### ACTION ITEM A
According to the text on property valuation during the COVID-19 crisis, what should be fully documented within valuation reports to provide transparency?
### ACTION ITEM B
Continue the text on property valuation during the COVID-19 crisis, picking up after its final sentence.

### GIVEN TEXT
Expect valuers completing valuations during the COVID-19 crisis to:

  • caveat their advice, referencing issues outlined above
  • reference the high valuation uncertainty, and that there is more downside than upside
  • value estimation error
  • reserve the right to reconsider their advice as events unfold and if these events are likely to have a material impact on value. This might extend to valuers recommending that they review their advice prior to the next financial reporting date and as market evidence occurs.
  • limit the use of their advice to specific events and time periods.

More regular valuation reporting will likely be needed to keep advice up to date. This would come with additional cost consequences. Valuers will have to estimate appropriate discounts and/or capitalisation rates to apply to their analyses. When markets are stressed, valuers will need to consider issues such as the need for liquidity premiums and whether it is appropriate to consider additional risk premiums to account for the greater degree of uncertainty in estimating cash flows. Care will need to be taken in deciding on the appropriate level of additional risk premium and significant judgement will be required. We would recommend that the reasoning for any additional premium or discount is fully documented within valuation reports to provide transparency.


Considering the likely impact on the major assumptions of value, we expect:

  • a softening of capitalisation rates across most asset classes
  • a change in valuation techniques being applied to property portfolios and the emergence of a DCF type valuation methodology because of structural changes to lease agreements
  • ‘value add’ properties climbing higher up the risk curve, emphasising well-leased properties to secure tenants with fixed growth such as prime assets, where capital will continue to seek diverse and secure cashflows
  • a short-term effect on cashflows from discretionary type tenants
  • a pricing in for risk of vacancy and letting up allowances
  • the recovery time for tourism and retail assets will depend on the duration of the crisis; the longer it continues, the longer the recovery time will likely be
  • additional valuation disclaimers and using evidence available to them at the time they should ensure to articulate fully their assumptions and opinions as well as greater limitations on the use of their reports. Valuers should be open to having transparent dialogues with clients and their auditors as this crisis evolves. Their advice may require more regular updating, since emerging transaction data throughout the crisis period will reveal how the market is responding.

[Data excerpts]
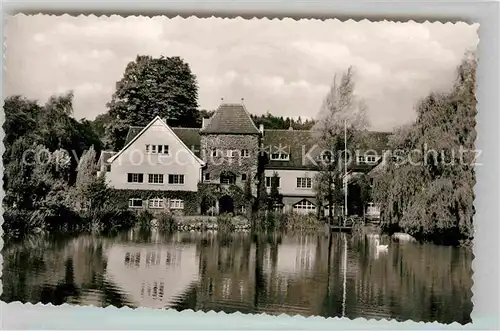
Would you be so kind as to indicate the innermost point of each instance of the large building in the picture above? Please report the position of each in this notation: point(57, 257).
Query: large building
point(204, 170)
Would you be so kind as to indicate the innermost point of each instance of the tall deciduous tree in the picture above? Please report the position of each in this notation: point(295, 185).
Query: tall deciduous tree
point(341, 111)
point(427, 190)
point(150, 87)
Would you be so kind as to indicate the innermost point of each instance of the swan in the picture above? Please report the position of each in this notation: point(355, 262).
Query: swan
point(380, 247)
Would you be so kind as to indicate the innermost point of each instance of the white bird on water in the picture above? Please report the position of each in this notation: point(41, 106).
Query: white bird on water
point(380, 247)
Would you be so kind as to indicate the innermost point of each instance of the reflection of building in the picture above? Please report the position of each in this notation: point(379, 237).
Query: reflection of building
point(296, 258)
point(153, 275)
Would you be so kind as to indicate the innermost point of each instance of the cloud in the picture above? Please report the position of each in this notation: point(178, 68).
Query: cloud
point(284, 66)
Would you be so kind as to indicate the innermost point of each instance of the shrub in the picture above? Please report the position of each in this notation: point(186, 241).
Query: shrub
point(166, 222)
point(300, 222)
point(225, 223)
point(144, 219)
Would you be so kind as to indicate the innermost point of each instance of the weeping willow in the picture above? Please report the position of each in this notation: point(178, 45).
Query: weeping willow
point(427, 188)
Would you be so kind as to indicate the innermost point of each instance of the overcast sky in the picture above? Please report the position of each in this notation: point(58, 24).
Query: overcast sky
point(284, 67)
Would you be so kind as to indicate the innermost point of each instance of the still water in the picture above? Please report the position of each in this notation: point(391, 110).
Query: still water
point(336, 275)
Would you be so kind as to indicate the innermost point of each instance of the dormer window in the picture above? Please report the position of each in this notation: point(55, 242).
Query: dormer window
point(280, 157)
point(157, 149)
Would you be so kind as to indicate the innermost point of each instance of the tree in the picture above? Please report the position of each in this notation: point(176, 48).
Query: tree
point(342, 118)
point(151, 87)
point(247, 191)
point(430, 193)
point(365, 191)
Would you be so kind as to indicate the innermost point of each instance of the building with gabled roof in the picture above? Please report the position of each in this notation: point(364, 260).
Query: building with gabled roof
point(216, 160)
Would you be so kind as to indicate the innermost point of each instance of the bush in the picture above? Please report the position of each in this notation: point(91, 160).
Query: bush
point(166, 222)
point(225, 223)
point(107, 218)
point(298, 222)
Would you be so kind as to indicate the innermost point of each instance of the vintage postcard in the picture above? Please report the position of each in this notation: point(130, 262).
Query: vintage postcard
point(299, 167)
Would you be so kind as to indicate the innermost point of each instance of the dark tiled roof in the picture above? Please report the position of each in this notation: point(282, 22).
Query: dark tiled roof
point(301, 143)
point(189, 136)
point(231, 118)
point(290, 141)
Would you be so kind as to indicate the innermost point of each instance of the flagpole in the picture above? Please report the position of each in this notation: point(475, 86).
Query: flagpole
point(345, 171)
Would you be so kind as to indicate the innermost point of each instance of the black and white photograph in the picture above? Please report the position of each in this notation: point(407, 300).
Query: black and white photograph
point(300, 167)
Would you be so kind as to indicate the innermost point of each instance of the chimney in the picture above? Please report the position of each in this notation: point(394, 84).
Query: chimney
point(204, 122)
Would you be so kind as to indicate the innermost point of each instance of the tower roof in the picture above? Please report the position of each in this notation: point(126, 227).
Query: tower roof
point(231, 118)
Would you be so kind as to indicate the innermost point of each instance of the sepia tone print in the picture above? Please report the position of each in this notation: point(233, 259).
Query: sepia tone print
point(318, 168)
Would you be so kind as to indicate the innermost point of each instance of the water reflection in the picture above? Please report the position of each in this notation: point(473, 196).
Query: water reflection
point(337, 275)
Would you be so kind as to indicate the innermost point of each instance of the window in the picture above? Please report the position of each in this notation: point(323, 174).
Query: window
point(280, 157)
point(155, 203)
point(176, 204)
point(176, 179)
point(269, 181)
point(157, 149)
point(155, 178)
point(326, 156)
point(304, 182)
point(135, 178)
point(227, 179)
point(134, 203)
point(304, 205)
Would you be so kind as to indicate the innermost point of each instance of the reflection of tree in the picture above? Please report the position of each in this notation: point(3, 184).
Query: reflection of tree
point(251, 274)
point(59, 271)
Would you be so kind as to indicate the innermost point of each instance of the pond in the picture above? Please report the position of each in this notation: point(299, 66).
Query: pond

### EXERCISE RESULT A
The reasoning for any additional premium or discount should be fully documented.

### EXERCISE RESULT B
Watch out for capex and service delivery. Government continues to underperform in its service delivery to business. Prospective property investors should watch out for additional capex that may need to be factored into a property acquisition. The inability for the vast majority of municipalities in this country to obtain clean audits, indicates that the level of service delivery will continue to drop significantly, thereby forcing landlords to inject further capex into their properties such as generators, boreholes, solar and waste management thereby reducing the returns accordingly.

Based on all my observations, I would expect to see a general decline in the valuations of most properties and that it may take several years for the pre-Covid values to return. There are many property investors who rely upon investment properties to produce an income they depend on. The disruption to their cash flows may cause them to have to realise their properties and there could be a resultant surplus of properties for sale which will only sell at reduced prices to investors looking for above average returns on their investments. Forced sales will also depress valuations.

Landlords can only sustain impaired cash flows for a limited period of time before they have to sell. Those in the worst situation are the landlords whose mortgage interest payments consume the greatest portion of their cashflows. For the moment, the banks have assisted them with interest rate reductions and deferment of mortgage instalments during the pandemic. Only time will tell whether such reductions continue indefinitely and how sensitive their positions are if interest rates rise.